### Extract provided

Looking back decades later, what would be the most likely reason to regret today's decision to invest in the Japanese stock market?

Created At: 8/8/2025Updated At: 8/17/2025
Answer (1)

Okay, let's talk about this. If I were my future self decades from now, looking back on today's decision to invest in the Japanese stock market, what would most likely make me slap my thigh in regret?

In my view, the biggest regret might not be "losing money," but rather "missing out."


Looking Back Decades from Now: The Biggest Regret About Investing in Japanese Stocks Might Not Be Losing Money, But...

Imagine it's 2050. You brew a pot of tea and open your old investment records. You see that investment in Japanese stocks you made in 2024 and find it didn't lose money; it even gained a little, say 2%-3% annually.

Sounds okay, right? Didn't lose money.

But then, you click open the records for another market – say, the US, India, or some emerging market you didn't pay much attention to back then. You discover that market's index has multiplied 10 or 20 times over the past few decades.

######

Requirement 1: According to the Japanese stock market text, what might be the biggest regret decades later, rather than losing money?
Requirement 2: Please reproduce the passage of the Japanese stock market text between "Created At: 8/8/2025Updated" and "Losing Money, But...", inclusive.
Requirement 3: Resume the Japanese stock market text from the point where it stops.

### Excerpted data

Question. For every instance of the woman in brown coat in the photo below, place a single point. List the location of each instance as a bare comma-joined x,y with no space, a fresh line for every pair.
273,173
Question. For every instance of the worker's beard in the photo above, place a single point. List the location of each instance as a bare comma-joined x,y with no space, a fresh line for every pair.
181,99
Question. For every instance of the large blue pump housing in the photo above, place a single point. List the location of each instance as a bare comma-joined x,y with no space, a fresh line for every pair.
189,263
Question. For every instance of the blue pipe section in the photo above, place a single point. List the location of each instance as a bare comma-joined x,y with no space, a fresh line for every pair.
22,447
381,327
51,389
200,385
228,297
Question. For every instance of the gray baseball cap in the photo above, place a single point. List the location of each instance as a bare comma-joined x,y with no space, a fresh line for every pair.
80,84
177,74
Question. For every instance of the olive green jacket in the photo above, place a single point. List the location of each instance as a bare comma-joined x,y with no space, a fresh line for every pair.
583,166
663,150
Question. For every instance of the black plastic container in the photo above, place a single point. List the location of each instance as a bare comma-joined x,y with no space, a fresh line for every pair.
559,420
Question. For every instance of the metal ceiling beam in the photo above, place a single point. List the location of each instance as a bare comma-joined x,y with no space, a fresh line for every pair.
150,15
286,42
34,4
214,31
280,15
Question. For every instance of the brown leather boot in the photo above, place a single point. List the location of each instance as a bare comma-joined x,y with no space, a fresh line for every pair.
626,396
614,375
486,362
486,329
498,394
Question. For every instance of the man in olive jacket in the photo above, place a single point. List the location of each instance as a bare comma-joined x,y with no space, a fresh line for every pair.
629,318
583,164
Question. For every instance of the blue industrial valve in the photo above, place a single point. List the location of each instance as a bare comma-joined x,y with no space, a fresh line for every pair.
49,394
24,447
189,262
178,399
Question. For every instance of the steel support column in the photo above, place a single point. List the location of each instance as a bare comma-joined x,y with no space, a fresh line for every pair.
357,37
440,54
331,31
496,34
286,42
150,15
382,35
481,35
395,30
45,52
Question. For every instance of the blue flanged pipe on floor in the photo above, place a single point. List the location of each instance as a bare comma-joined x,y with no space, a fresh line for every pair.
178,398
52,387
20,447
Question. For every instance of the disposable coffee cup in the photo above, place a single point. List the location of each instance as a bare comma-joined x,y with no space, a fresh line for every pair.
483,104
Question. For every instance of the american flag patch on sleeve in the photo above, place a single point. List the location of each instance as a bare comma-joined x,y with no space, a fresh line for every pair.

######

Reply 1: Missing out.

Reply 2:
Created At: 8/8/2025Updated At: 8/17/2025
Answer (1)

Okay, let's talk about this. If I were my future self decades from now, looking back on today's decision to invest in the Japanese stock market, what would most likely make me slap my thigh in regret?

In my view, the biggest regret might not be "losing money," but rather "missing out."


Looking Back Decades from Now: The Biggest Regret About Investing in Japanese Stocks Might Not Be Losing Money, But...

Reply 3:
At that moment, your heart sinks. That is the most regretful feeling. This regret, we call it "opportunity cost."

Simply put, for the sake of that 2%-3% annual "stability," you missed out on a golden era where another asset multiplied dozens of times. It's like going to a class reunion and discovering that classmate you overlooked back then became a huge success, while the "blue-chip stock" you chose turned out to be just average. That feeling is worse than outright losing money.

So, what would be the fundamental reasons for this kind of "missed opportunity"? I believe the main points are these:

1. "Japan Went Backwards": Structural Problems Unresolved, Just a Brief "Last Gasp Before the End"

We're optimistic about Japan today because we see some positive changes: emerging from deflation, corporate governance reforms, the stock market hitting new highs, etc. But looking back decades from now, these changes might prove to be merely "treating the symptoms, not the root cause."

  • The "Tight Curse" of an Aging Population: This is the most fundamental problem hanging over Japan. Where does the vitality for consumption and the drive for innovation come from in a society with fewer and fewer young people and more and more elderly? If there's no disruptive solution to this problem (like large-scale AI/robot labor replacement or a complete opening of immigration policy), the economy's long-term ceiling is fixed, making explosive growth very difficult. Decades later, we might find Japan's economy is like someone who works out hard but never changes their diet – struggling a lot but ending up essentially the same.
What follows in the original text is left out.